◆ Records provided:
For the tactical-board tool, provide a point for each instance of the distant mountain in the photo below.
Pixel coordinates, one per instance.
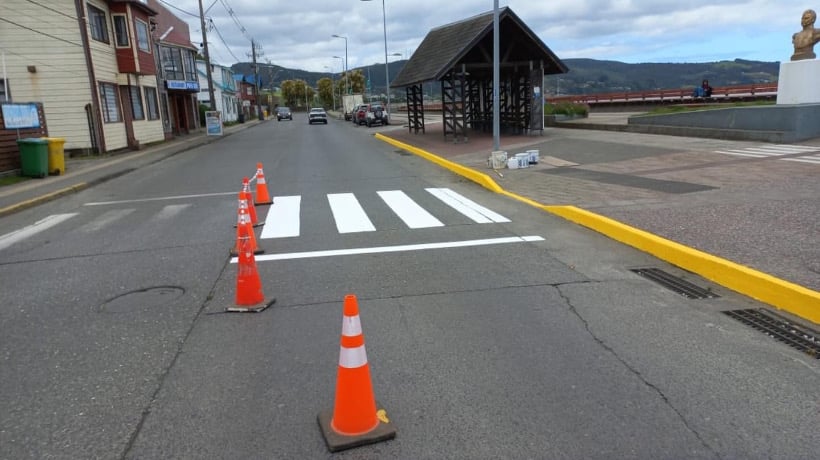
(585, 76)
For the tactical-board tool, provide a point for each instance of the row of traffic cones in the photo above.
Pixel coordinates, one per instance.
(249, 294)
(356, 418)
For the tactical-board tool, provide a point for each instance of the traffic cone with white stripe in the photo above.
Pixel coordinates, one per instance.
(262, 195)
(246, 192)
(244, 229)
(249, 295)
(355, 420)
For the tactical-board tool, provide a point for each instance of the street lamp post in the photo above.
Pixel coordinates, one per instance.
(386, 70)
(347, 86)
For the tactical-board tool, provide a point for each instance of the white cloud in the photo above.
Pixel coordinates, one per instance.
(297, 34)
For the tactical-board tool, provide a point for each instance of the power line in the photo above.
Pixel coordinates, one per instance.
(41, 33)
(52, 9)
(219, 34)
(178, 9)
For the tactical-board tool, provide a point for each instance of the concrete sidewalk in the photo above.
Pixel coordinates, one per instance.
(83, 172)
(723, 216)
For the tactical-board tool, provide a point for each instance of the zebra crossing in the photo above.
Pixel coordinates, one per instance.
(284, 215)
(283, 219)
(812, 153)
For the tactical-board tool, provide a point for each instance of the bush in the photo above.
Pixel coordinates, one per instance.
(566, 108)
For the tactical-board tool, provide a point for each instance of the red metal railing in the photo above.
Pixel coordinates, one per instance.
(737, 91)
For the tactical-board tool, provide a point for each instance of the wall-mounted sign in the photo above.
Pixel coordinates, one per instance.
(213, 123)
(20, 116)
(182, 85)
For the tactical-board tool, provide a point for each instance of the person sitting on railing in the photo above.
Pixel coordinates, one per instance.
(705, 90)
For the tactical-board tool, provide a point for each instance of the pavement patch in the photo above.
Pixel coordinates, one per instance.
(628, 180)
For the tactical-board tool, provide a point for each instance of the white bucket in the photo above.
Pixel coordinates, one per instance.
(498, 159)
(523, 159)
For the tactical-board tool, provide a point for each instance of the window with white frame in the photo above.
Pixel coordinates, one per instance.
(151, 106)
(5, 91)
(98, 23)
(142, 37)
(120, 30)
(135, 95)
(110, 103)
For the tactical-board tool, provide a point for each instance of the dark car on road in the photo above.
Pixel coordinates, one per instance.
(283, 113)
(370, 114)
(317, 115)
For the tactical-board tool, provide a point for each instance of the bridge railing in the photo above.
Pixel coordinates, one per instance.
(756, 91)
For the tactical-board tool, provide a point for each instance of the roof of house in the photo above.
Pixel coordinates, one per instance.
(469, 43)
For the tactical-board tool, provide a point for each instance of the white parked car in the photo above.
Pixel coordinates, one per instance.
(317, 115)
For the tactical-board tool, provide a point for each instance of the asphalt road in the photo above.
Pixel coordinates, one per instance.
(537, 342)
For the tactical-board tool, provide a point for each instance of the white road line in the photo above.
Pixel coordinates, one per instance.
(171, 211)
(408, 210)
(813, 160)
(740, 153)
(348, 213)
(388, 249)
(105, 219)
(464, 205)
(283, 217)
(37, 227)
(161, 198)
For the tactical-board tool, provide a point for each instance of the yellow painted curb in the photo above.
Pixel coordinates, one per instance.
(793, 298)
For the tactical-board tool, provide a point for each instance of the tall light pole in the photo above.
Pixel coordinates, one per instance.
(386, 71)
(496, 81)
(347, 86)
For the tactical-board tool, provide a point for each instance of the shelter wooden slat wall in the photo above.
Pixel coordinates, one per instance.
(9, 150)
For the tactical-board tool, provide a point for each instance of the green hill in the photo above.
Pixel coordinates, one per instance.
(585, 76)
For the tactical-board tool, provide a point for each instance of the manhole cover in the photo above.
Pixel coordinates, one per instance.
(142, 299)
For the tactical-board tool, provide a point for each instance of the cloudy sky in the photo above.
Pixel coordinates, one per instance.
(298, 34)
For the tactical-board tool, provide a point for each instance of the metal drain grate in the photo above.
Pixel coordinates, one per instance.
(780, 329)
(679, 285)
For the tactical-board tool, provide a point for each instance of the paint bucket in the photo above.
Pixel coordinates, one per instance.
(523, 160)
(498, 159)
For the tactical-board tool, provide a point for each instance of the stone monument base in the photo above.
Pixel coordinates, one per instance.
(798, 82)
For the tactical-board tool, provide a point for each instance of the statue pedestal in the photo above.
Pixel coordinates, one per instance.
(799, 82)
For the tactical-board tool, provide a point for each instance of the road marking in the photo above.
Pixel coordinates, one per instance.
(464, 205)
(348, 213)
(105, 219)
(408, 210)
(37, 227)
(283, 217)
(171, 211)
(161, 198)
(388, 249)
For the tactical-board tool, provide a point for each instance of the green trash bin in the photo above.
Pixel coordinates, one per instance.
(56, 155)
(33, 157)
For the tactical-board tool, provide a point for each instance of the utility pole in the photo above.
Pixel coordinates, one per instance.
(256, 81)
(207, 57)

◆ Action item: Everything in the listing should be copied exactly, apart from the images it holds.

◆ Answer to the problem:
For the tactical-board tool, provide a point for each instance of the distant mountain in the photo below.
Pixel coordinates, one per instance.
(585, 76)
For the tactical-board tool, provide a point for each instance of the row of traffic cones in the photo above.
Pixel coordinates, one per instance.
(249, 294)
(356, 418)
For the tactical-board tool, provide a point for each instance of the traffic cone with white stripe in the photo above.
Pixel coordinates, one per instance.
(262, 195)
(246, 192)
(244, 229)
(249, 295)
(355, 420)
For the tactical-board tool, provide a point for each instance of the street lamp post in the photo above.
Pixel coordinates, one per instance.
(386, 70)
(347, 86)
For the tactical-board tool, provide a point for each instance of the white cloud in the photo above.
Pixel coordinates, one per instance.
(297, 34)
For the tactical-board tool, provide a point for each instance of the power line in the photo above.
Pixel coordinates, one per instance.
(41, 33)
(52, 9)
(219, 34)
(178, 9)
For the tactical-board tool, provide a point for each instance of the concrete sidewalk in the photo above.
Pixel coordinates, one per instance.
(83, 172)
(723, 216)
For the tactical-board tool, provide a point for each instance of the zebra crossing in the photo above.
Pixel coordinates, one per instance.
(284, 215)
(283, 219)
(812, 153)
For the tactical-board tool, provide a point for each instance of the bush in the photo above.
Pixel coordinates, one per instance.
(566, 108)
For the tactical-board tool, provide a point for each instance of the red metal railing in the photo above.
Pixel coordinates, one per instance.
(737, 91)
For the tactical-board tool, provide a point for each instance of the wall-mounted sign in the photo above.
Pixel coordinates, one per instance.
(213, 123)
(20, 116)
(182, 85)
For the tactical-board tool, provide a point for each instance of the person sitting on railing in the photo above.
Pixel coordinates, one per instance.
(705, 90)
For the tactical-board tool, provide a point for each instance of the pavement patch in the photo above.
Pixel coordinates, one per instance.
(628, 180)
For the tactical-board tool, provide a point for each instance of the white bucket in the photo above.
Pixel coordinates, one per instance.
(498, 159)
(523, 159)
For the tactical-board tool, provide a point for each instance of the window with white frame in the photo above.
Pixel coordinates, one per instance.
(151, 106)
(5, 91)
(98, 23)
(142, 37)
(120, 30)
(135, 95)
(110, 103)
For the tactical-board tool, provide a point for each instance of the dark car on road in the photo above.
Pixel coordinates, one per instance.
(283, 113)
(370, 114)
(317, 115)
For the tactical-board tool, provide a point for each instance of the bridge railing in the photo above.
Pixel coordinates, one per instance.
(756, 91)
For the tactical-board tool, provide a point for each instance of the roof of house in the photo above.
Pixel coordinates, one per instance.
(469, 43)
For the tactical-board tool, provide a point for each instance of the white parked car in the photo above.
Pixel coordinates, one per instance.
(317, 115)
For the tactical-board tool, provide a point for each instance of the asphalt road in the photo above.
Pixel coordinates, one per instance.
(537, 342)
For the tactical-board tool, provide a point for each instance of the white road line in the photo above.
Pixel coordinates, one per instance.
(171, 211)
(408, 210)
(813, 160)
(740, 153)
(348, 213)
(388, 249)
(105, 219)
(464, 205)
(283, 217)
(37, 227)
(161, 198)
For the tactical-board tool, provide a point for each instance of the yellow painted curb in the photo above.
Pixel coordinates, one per instance.
(793, 298)
For the tactical-board tool, provide a point for each instance of the tall light pole in the photo above.
Pixel coordinates, one per instance.
(386, 71)
(496, 81)
(347, 86)
For the tactical-board tool, provide a point for each instance of the shelter wooden slat wall in the photo above.
Pixel coordinates, one per instance.
(9, 150)
For the tactical-board tool, provide a point for each instance of the green hill in the photo above.
Pixel coordinates, one per instance.
(585, 76)
For the tactical-board tool, provide a point for each instance of the manhole cover in the photo above.
Pixel coordinates, one per instance.
(142, 299)
For the tactical-board tool, provide a point for each instance of the cloudy sky in the photo above.
Pixel coordinates, one per instance.
(298, 34)
For the tactical-board tool, provide a point for each instance of the metal drain grate in the photo above.
Pixel coordinates, one per instance.
(780, 329)
(679, 285)
For the tactical-board tool, provide a point for each instance of the paint bucket in the photo above.
Pixel coordinates, one per instance.
(523, 160)
(498, 159)
For the tactical-board tool, provide a point for each instance of the stone monument base in the photo above.
Pixel coordinates, one per instance.
(798, 82)
For the tactical-board tool, provide a point for each instance of the statue pedestal in the photo above.
Pixel coordinates, one per instance.
(799, 82)
For the tactical-board tool, provide a point for each instance of the road marking in the photo above.
Pixel coordinates, one per instance.
(464, 205)
(348, 213)
(105, 219)
(408, 210)
(37, 227)
(283, 217)
(171, 211)
(161, 198)
(388, 249)
For the tactical-board tool, provide a point for each instance of the green trash bin in the photo above.
Pixel coordinates, one per instance.
(56, 155)
(33, 157)
For the tactical-board tool, provide a point for each instance of the utility pole in the photo above.
Pixel coordinates, one per instance.
(256, 81)
(207, 57)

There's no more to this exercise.